→ Aim of the exercise: Every entry should be returned exactly. Omit none of them.

→ Natural-language object grounding data:
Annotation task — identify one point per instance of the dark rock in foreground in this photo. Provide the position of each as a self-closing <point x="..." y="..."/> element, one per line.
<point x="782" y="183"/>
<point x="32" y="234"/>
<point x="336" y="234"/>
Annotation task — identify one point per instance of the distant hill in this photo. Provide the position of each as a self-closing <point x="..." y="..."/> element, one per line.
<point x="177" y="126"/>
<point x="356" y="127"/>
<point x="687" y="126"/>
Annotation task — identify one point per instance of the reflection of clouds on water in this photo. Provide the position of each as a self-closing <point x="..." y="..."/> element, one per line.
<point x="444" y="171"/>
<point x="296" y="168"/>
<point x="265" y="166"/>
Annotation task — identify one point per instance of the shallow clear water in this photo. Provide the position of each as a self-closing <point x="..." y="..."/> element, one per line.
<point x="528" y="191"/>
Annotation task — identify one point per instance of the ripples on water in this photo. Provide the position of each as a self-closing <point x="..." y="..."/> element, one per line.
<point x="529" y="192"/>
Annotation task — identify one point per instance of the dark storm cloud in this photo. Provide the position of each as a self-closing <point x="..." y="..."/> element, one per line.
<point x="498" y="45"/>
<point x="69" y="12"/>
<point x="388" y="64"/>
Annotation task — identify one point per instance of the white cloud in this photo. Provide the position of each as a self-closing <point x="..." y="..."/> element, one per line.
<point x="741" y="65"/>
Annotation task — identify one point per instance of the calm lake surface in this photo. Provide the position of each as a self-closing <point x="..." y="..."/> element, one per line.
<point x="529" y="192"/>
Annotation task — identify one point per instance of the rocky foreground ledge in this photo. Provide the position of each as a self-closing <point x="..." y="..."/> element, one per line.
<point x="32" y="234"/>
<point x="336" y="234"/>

→ Output:
Annotation task — identify one point per instance of the dark rock in foreground in this photo. Provide the position of each as a self-closing <point x="..." y="..."/> element, one per line.
<point x="782" y="183"/>
<point x="32" y="234"/>
<point x="336" y="234"/>
Annotation task — identify one point per instance of the distant hill in this photo. Provide the position of each as a self-closing <point x="..." y="..."/> element, one per line.
<point x="177" y="126"/>
<point x="356" y="127"/>
<point x="687" y="126"/>
Annotation task — identify one point per instance of the reflection of clouds on water in this photo. Provide the position of each as a self-closing <point x="..." y="..."/> element, one per line.
<point x="444" y="171"/>
<point x="296" y="168"/>
<point x="265" y="166"/>
Annotation task — identify one point per instance of the shallow clear water in this photo. Provide the position of each as a self-closing <point x="..." y="..."/> element, one per line.
<point x="528" y="191"/>
Annotation task — identify one point per instance of the ripples on water in this photo. Provide the position of each as a self-closing <point x="..." y="..."/> element, one per line.
<point x="529" y="192"/>
Annotation task — identify one point per instance of the dark storm cloud in this photo. Provide the position of each as a self-closing <point x="..." y="..."/> element, one per line.
<point x="498" y="45"/>
<point x="69" y="12"/>
<point x="388" y="64"/>
Annotation task — identify one point per instance of the white cloud in this photo. Provide the position of each as a self-closing <point x="..." y="..."/> element, one per line.
<point x="741" y="65"/>
Annotation task — identify one point per instance of the calm lake surface in this photo. Provide the position of each as a self-closing <point x="..." y="..."/> element, one per line.
<point x="529" y="192"/>
Annotation task — identify one point per instance of the rocky foreground ledge in this photo. Provide the position of each as a self-closing <point x="..." y="..."/> element, one per line.
<point x="32" y="234"/>
<point x="336" y="234"/>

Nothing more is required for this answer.